Outras descobertas ajudaram a preencher lacunas sobre a perseguição a opositores do regime, como no caso do químico Robert Havemann, que foi diretor do Instituto para Físico-Química da Universidade Humboldt, em Berlim, e chegou inclusive a ser "funcionário não-oficial" da própria Stasi.

Com o codinome Leitz, Havemann se tornou oficialmente informante da polícia secreta em 1956. No documento, é mencionado que o professor já era um contato da Stasi desde 1953 — no entanto, ainda não foram encontradas mais informações sobre esse período intermediário. Como "funcionário não-oficial", o químico recebeu a missão de fazer contatos com determinados cientistas da Alemanha Ocidental.

Apesar desta cooperação, a polícia secreta não confiava em Havemann, que estava sendo paralelamente espionado. Em 1963, ele perdeu o posto de "funcionário não-oficial" e foi declarado inimigo de Estado. Inicialmente, essa mudança de status não foi percebida pelo cientista, que costumava fazer críticas abertas ao regime comunista depois da construção do Muro de Berlim, em 1961.

EXTRATO DOS DADOS:
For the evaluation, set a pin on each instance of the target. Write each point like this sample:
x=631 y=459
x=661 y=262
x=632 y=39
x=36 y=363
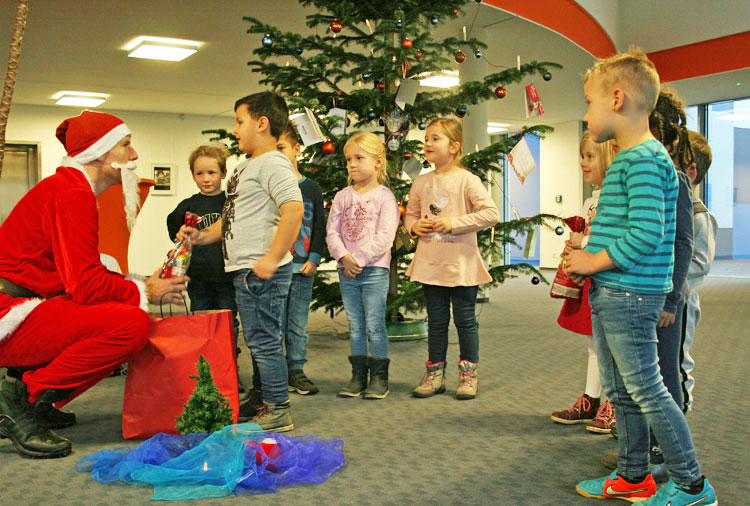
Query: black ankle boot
x=53 y=418
x=21 y=423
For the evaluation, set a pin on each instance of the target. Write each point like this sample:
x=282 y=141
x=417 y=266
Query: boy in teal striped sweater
x=629 y=258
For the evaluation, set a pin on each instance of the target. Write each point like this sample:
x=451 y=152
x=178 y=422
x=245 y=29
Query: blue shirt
x=636 y=219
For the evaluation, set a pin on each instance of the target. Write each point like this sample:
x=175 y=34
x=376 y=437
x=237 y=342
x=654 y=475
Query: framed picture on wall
x=164 y=179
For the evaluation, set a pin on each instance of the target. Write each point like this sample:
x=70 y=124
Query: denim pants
x=295 y=321
x=364 y=302
x=261 y=304
x=438 y=300
x=214 y=295
x=624 y=325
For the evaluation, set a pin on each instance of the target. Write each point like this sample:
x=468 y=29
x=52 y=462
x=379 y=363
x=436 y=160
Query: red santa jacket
x=49 y=245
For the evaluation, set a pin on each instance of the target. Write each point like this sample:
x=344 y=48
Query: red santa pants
x=71 y=345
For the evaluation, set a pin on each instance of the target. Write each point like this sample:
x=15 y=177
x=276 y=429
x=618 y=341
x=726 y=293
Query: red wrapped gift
x=563 y=287
x=178 y=258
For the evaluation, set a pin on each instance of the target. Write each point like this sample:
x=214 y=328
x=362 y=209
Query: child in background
x=361 y=228
x=209 y=287
x=705 y=228
x=446 y=208
x=306 y=254
x=259 y=224
x=576 y=315
x=629 y=256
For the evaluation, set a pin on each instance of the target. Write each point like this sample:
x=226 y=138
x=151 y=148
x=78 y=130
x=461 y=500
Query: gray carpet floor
x=500 y=448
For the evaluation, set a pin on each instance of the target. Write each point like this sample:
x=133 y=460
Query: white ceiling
x=75 y=46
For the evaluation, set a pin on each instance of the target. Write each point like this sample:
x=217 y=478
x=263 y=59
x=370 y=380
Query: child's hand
x=443 y=226
x=309 y=269
x=351 y=267
x=578 y=261
x=665 y=320
x=575 y=241
x=265 y=267
x=423 y=226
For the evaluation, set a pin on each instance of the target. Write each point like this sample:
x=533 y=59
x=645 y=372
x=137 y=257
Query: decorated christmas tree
x=359 y=68
x=206 y=410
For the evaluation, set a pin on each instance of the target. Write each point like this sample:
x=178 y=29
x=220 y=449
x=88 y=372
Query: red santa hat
x=91 y=134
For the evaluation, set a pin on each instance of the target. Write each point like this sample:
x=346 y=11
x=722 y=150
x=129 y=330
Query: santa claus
x=65 y=320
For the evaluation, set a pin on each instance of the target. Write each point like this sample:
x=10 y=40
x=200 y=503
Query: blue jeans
x=261 y=304
x=438 y=300
x=214 y=295
x=295 y=322
x=624 y=325
x=364 y=302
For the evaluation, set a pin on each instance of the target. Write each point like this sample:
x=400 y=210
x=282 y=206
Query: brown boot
x=468 y=380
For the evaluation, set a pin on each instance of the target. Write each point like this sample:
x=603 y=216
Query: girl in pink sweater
x=361 y=227
x=446 y=208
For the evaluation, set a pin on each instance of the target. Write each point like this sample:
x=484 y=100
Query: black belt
x=14 y=290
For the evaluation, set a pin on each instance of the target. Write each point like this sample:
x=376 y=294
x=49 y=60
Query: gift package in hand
x=178 y=258
x=563 y=287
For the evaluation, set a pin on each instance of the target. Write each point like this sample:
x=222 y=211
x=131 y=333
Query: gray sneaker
x=274 y=417
x=300 y=383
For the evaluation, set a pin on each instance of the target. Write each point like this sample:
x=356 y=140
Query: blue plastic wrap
x=194 y=466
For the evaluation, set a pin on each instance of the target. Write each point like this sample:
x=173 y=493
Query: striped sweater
x=636 y=219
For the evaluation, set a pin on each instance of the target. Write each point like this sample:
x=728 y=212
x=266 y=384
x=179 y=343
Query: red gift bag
x=158 y=383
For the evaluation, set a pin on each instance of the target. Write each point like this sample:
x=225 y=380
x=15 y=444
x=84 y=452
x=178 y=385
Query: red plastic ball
x=328 y=148
x=336 y=26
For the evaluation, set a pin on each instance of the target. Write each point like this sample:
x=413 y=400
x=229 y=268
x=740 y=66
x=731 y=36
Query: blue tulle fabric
x=195 y=466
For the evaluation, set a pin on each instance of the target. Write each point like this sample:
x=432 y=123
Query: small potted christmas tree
x=206 y=410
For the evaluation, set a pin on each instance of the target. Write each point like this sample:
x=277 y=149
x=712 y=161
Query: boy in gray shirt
x=260 y=221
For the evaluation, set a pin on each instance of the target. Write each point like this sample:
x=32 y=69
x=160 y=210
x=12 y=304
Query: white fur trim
x=141 y=284
x=16 y=316
x=74 y=164
x=104 y=144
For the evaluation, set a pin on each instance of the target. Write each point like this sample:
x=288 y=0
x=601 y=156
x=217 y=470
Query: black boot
x=52 y=417
x=378 y=387
x=21 y=422
x=359 y=377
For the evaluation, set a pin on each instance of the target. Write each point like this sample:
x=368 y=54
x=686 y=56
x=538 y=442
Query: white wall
x=560 y=174
x=158 y=138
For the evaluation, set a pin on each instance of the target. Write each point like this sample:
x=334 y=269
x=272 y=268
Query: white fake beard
x=130 y=192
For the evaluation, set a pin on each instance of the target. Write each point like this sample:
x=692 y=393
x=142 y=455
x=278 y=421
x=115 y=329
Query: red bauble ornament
x=336 y=26
x=328 y=148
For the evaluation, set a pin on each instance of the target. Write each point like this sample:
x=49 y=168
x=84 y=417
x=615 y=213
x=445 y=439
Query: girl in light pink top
x=446 y=208
x=360 y=232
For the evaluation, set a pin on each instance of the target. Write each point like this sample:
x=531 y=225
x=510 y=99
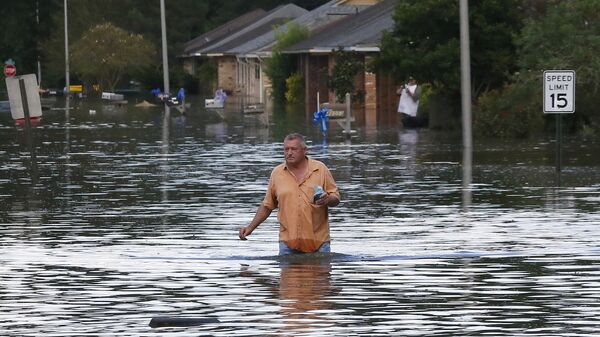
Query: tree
x=566 y=36
x=105 y=53
x=425 y=43
x=348 y=64
x=280 y=66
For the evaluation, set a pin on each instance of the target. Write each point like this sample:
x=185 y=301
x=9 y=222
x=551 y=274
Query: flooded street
x=127 y=214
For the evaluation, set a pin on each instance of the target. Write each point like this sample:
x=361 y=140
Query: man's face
x=293 y=151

EXERCÍCIOS:
- 1) Reproduza na íntegra o texto sobre Robert Havemann e a Stasi.
- 2) Identifique nos registros todas as linhas em que aparece a palavra "child" e copie cada uma delas.

RESPOSTAS DOS EXERCÍCIOS:
- 1)
Outras descobertas ajudaram a preencher lacunas sobre a perseguição a opositores do regime, como no caso do químico Robert Havemann, que foi diretor do Instituto para Físico-Química da Universidade Humboldt, em Berlim, e chegou inclusive a ser "funcionário não-oficial" da própria Stasi.

Com o codinome Leitz, Havemann se tornou oficialmente informante da polícia secreta em 1956. No documento, é mencionado que o professor já era um contato da Stasi desde 1953 — no entanto, ainda não foram encontradas mais informações sobre esse período intermediário. Como "funcionário não-oficial", o químico recebeu a missão de fazer contatos com determinados cientistas da Alemanha Ocidental.

Apesar desta cooperação, a polícia secreta não confiava em Havemann, que estava sendo paralelamente espionado. Em 1963, ele perdeu o posto de "funcionário não-oficial" e foi declarado inimigo de Estado. Inicialmente, essa mudança de status não foi percebida pelo cientista, que costumava fazer críticas abertas ao regime comunista depois da construção do Muro de Berlim, em 1961.

- 2)
Query: child in background
Query: child's hand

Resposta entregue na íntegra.